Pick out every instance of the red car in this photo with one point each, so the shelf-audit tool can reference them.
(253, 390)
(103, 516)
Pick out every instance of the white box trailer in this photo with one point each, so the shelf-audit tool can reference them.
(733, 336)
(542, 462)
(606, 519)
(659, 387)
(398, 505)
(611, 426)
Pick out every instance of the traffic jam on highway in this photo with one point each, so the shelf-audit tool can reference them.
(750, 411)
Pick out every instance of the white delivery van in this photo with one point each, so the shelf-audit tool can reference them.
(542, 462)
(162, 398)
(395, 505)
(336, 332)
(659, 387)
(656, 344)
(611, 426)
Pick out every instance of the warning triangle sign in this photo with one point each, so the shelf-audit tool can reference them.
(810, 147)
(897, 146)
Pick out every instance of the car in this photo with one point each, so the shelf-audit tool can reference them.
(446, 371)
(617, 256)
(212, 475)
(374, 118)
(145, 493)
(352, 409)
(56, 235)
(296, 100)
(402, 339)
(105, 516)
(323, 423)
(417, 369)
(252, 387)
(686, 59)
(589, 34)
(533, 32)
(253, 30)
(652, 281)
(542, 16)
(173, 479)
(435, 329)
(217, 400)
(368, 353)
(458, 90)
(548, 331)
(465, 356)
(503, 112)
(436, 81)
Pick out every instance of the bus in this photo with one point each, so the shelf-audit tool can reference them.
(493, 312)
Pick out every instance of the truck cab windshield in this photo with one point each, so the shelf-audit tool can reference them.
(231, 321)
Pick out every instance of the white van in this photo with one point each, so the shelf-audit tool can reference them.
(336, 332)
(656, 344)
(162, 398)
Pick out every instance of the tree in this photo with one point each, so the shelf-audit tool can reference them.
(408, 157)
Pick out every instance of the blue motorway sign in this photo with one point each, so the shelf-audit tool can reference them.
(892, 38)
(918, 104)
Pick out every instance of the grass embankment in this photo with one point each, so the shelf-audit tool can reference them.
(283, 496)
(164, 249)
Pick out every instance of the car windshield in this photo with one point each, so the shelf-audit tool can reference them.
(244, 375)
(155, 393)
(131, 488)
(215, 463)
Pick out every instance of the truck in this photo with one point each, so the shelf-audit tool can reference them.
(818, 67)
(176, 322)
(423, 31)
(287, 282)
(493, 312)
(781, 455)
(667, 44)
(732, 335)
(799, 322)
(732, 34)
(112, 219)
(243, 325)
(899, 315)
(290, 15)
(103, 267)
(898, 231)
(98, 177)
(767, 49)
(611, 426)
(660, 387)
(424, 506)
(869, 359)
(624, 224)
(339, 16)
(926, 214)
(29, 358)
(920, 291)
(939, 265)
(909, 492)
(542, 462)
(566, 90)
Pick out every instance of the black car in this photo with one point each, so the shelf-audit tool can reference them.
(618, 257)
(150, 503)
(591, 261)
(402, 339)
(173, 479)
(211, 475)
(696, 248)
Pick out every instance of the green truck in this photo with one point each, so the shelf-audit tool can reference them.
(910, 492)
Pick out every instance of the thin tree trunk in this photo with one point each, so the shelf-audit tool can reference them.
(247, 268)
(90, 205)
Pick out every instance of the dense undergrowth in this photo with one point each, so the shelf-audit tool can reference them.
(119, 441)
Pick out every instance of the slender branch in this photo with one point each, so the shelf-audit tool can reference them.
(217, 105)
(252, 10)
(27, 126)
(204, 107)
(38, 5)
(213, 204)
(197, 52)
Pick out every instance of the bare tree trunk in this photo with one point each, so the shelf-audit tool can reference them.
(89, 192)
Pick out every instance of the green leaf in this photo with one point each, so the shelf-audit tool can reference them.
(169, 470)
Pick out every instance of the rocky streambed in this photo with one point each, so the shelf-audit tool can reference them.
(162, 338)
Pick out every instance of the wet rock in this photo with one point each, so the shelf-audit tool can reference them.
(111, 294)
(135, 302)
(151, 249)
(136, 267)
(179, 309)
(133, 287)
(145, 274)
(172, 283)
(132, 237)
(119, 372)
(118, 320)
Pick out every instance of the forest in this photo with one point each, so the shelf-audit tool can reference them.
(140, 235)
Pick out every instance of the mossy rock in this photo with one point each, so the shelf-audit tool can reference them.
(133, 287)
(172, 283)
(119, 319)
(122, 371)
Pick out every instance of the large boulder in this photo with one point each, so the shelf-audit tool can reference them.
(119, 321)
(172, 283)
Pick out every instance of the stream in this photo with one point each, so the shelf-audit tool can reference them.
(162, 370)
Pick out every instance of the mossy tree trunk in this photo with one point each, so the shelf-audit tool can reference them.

_Task to carry out_: Output the full listing again with nothing altered.

_Answer to the problem_:
Pick out every instance of the red car in this photo with one point each, so the shelf-audit tool can reference them.
(253, 390)
(103, 516)
Pick out every instance of the white box trailer in this photo with one point each, so the shelf-audit tool can reference them.
(733, 336)
(542, 462)
(606, 519)
(659, 387)
(398, 505)
(611, 426)
Pick out every instance of the traffic jam on highway in this photo with one point each, so the shelf-audit tool can reference them.
(750, 411)
Pick out every instance of the white delivery van in this photo with one point each, so the shelf-audit tool can reference them.
(542, 462)
(162, 398)
(395, 505)
(336, 332)
(659, 387)
(656, 344)
(611, 426)
Pick out every instance of the warning triangle sign in this photo with one point each, so the shelf-audit tool can reference them.
(810, 147)
(897, 146)
Pick out every instance of the car in this photo with one point each, so the shelf-audit tool can reference them.
(446, 371)
(617, 256)
(212, 475)
(374, 118)
(145, 493)
(352, 409)
(56, 235)
(296, 100)
(402, 339)
(105, 516)
(323, 423)
(417, 369)
(252, 387)
(686, 59)
(589, 34)
(533, 32)
(253, 30)
(652, 281)
(542, 16)
(173, 479)
(435, 329)
(217, 400)
(368, 353)
(458, 90)
(548, 331)
(465, 356)
(503, 112)
(436, 81)
Pick out every instance of the bus in this photo with one point each, so the shelf-audit tool can reference them.
(493, 312)
Pick out every instance of the truck cab windshield in this photo with one point each, so the shelf-audit tool can reference them.
(231, 321)
Pick out every instance of the white van in this photo with one point each, so the shelf-audit tool can reference them.
(336, 332)
(656, 344)
(162, 398)
Pick out every instance of the tree in this photo with one point each, so the shelf-audit tool can reference them.
(408, 157)
Pick out every instance of the blue motorway sign in this photo with one point each, so the shelf-audit tool can reference them.
(892, 38)
(918, 104)
Pick out every instance of the grass embankment in this photo with one point each, so the shelf-audit tool can reference them.
(283, 496)
(164, 249)
Pick out every instance of the car windshield in this photo with one point each, so the shelf-audit tool can reference them.
(244, 375)
(155, 393)
(131, 488)
(215, 463)
Pick out every instance of the truck in this photo with one point each, so the shelf-audit tool can reference them.
(818, 67)
(176, 322)
(423, 31)
(287, 282)
(493, 312)
(781, 455)
(667, 44)
(732, 335)
(799, 322)
(732, 34)
(112, 219)
(243, 325)
(899, 315)
(290, 15)
(103, 267)
(898, 231)
(98, 177)
(767, 49)
(611, 426)
(660, 387)
(424, 506)
(869, 359)
(624, 224)
(339, 16)
(926, 214)
(29, 358)
(920, 291)
(939, 265)
(909, 492)
(542, 462)
(566, 90)
Pick out every instance of the black car in this photo with one point each, so the shelf-audit tool can reference them.
(618, 257)
(150, 503)
(591, 261)
(402, 339)
(173, 479)
(211, 475)
(696, 248)
Pick out every instance of the green truck in this photo with one point each, so the shelf-audit tool can reference them.
(910, 492)
Pick out every instance of the thin tree trunk in this photo with one point each, so the shelf-audit tool can reference them.
(247, 268)
(90, 205)
Pick out every instance of the dense undergrowth in this photo with one point each, so the shelf-audit tool can reference them.
(119, 441)
Pick out every instance of the slender branch in this photo with one point each, so the shelf-audit tool can reference them.
(217, 105)
(252, 10)
(27, 126)
(204, 107)
(38, 5)
(213, 204)
(197, 52)
Pick out every instance of the bare tree trunk in this photo with one point each, so the shelf-audit tool can reference them.
(89, 192)
Pick out every instance of the green leaf in this photo with one point each, so the shelf-audit tool can reference them.
(169, 470)
Pick out every instance of the rocky streambed in this photo with one point each, so the shelf-audit tool can reference them.
(162, 338)
Pick out every instance of the wet rock in this photo with one point each, so the shelf-audit tool can reference them.
(111, 294)
(135, 302)
(151, 249)
(136, 267)
(179, 309)
(133, 287)
(145, 274)
(172, 283)
(132, 237)
(119, 372)
(118, 320)
Pick out every instance of the forest in this photo with one point each, so the shelf-audit tool can reference them.
(140, 235)
Pick out every instance of the mossy rock in this photo with one point each, so the shelf-audit tool can reference them.
(133, 287)
(172, 283)
(119, 319)
(122, 371)
Pick out every instance of the large boulder in this photo with one point each, so the shelf-audit tool can reference them.
(119, 321)
(172, 283)
Pick out every instance of the stream in this photo with one point each, so the shelf-audit tool can reference them.
(162, 370)
Pick out every instance of the mossy tree trunk in this photo with one point each, so the shelf-audit tool can reference them.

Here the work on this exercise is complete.